- [The task]
Edit the rows below so that each "exercise" reads "task" and nothing else changes. Leave the pictures out of your answer.

+++ Material provided

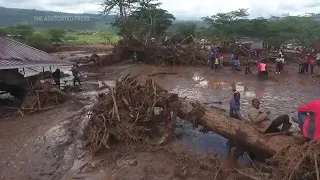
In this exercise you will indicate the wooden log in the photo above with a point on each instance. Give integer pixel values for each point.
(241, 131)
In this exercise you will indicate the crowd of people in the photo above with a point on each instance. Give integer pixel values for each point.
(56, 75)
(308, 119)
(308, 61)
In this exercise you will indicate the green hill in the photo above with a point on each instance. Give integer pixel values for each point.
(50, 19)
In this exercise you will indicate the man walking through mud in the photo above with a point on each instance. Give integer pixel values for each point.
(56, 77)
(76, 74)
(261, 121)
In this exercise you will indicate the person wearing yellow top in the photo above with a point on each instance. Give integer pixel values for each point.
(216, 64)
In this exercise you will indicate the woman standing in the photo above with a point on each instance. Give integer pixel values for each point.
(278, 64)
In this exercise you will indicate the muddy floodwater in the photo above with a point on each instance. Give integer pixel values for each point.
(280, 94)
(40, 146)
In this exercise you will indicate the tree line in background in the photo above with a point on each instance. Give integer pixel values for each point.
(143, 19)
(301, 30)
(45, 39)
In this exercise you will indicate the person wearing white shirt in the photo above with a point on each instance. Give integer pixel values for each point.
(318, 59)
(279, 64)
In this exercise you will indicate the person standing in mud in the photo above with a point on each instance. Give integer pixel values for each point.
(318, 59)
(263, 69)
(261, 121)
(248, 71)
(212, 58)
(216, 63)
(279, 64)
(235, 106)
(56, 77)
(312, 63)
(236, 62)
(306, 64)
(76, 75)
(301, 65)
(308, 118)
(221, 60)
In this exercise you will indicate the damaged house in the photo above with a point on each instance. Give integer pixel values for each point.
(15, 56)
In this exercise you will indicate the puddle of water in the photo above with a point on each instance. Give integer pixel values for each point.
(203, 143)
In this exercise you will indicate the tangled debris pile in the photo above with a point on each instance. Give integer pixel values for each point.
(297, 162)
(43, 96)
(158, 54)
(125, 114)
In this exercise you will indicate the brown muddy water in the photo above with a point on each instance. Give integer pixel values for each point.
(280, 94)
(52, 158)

++++++

- [Exercise response]
In this task you will indicate the wooden log in the photo above with a point on each instance. Give integer pixel values for each point.
(241, 131)
In this task you will indicate the crowd of people in the photo above with a point on each instance. Give integer pixel values for each point.
(56, 75)
(308, 119)
(308, 61)
In this task you will indicate the green hill in the photo above with a point on each instance. Give integer pixel values for each point.
(50, 19)
In this task you will indicate the man walking through mud in the photo above with a point on each instance. Give integer pixel values for each point.
(56, 77)
(76, 74)
(261, 121)
In this task you will indicate the person wearing yellow top in the photo above with a point on each instance. Give integer pixel values for each point.
(216, 64)
In this task you will indicate the woman standing in the photo above with a point on each instance. Give integer pixel values for each point.
(278, 64)
In this task you will indicate the muddy floodwater in the photo above with a point on each instance. Give integer pixel values for each point.
(280, 94)
(40, 146)
In this task you will indicate the tree line in background in the photo above with a point on each instance. Give integer pixel values for each point.
(143, 19)
(301, 30)
(45, 39)
In this task you will indicate the person wearing white shirt in the photo above with a point on each instance. Give integer pixel values for each point.
(318, 59)
(279, 64)
In this task you will indicate the person standing in mud in the photo above with a point on each instance. Give integer pixel values for each point.
(318, 59)
(263, 69)
(261, 121)
(248, 71)
(212, 58)
(216, 63)
(279, 64)
(235, 106)
(56, 77)
(312, 63)
(236, 62)
(306, 64)
(76, 75)
(301, 65)
(308, 118)
(221, 60)
In this task you will indicate the damaged house in the photo above with a point on each instance. Give integer pixel values for each point.
(15, 56)
In this task you will indicate the puddle of water in the photo above with a point on each instance. Give integer pixel values for each point.
(203, 143)
In this task you will indicate the tangled debris pile in the photo above with a point on each instance. Give integer pixel values for each point.
(297, 162)
(43, 96)
(158, 54)
(125, 114)
In this task you will indicate the brown muddy water in the photo above with a point on each instance. Give integer pixel values for each point.
(280, 94)
(52, 158)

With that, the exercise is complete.